◆ **Brief**:
Copy out, unchanged, the stretch of the records from the line containing "If you would be willing to tag the fishing" through the end of the records.

◆ **Information shown**:
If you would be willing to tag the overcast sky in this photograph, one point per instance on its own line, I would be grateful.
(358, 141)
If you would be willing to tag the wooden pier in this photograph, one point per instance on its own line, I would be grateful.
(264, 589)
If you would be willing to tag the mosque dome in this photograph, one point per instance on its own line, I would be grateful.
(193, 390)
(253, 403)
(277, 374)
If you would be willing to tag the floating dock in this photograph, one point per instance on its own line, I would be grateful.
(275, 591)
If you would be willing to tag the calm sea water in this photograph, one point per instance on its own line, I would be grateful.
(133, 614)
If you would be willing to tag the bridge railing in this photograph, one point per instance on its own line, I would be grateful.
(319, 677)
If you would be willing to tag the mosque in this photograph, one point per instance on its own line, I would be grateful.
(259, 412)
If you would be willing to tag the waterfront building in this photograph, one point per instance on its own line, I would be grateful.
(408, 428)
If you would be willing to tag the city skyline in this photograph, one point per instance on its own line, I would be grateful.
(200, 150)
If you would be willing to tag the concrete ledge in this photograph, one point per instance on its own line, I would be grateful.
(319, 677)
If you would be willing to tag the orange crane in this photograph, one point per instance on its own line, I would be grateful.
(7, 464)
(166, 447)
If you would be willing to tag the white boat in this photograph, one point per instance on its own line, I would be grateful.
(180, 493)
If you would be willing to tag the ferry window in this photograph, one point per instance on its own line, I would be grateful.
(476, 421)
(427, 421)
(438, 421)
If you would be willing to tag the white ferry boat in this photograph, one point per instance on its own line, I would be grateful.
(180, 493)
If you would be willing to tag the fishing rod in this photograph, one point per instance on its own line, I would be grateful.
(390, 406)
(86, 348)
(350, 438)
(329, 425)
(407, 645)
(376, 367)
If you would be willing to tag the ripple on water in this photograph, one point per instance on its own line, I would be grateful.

◆ **Final answer**:
If you would be willing to tag the fishing rod in this photograph, one point per instance on its own line, I would be grateful.
(390, 406)
(86, 348)
(350, 438)
(329, 425)
(407, 645)
(376, 367)
If you would be willing to tag the ripple on water in this photograph, one point per instance on its own line, I would be grateful.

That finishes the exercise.